Records from a collection
****

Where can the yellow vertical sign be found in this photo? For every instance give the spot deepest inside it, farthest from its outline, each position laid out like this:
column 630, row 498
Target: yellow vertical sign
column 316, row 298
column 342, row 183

****

- THE TASK -
In full and without change, transcribe the data above.

- OUTPUT FOR THIS TASK -
Where can the yellow vertical sign be found in this photo? For every instance give the spot deepest inside it, farthest from its outline, each position laid out like this:
column 630, row 498
Target: yellow vertical sign
column 316, row 298
column 342, row 183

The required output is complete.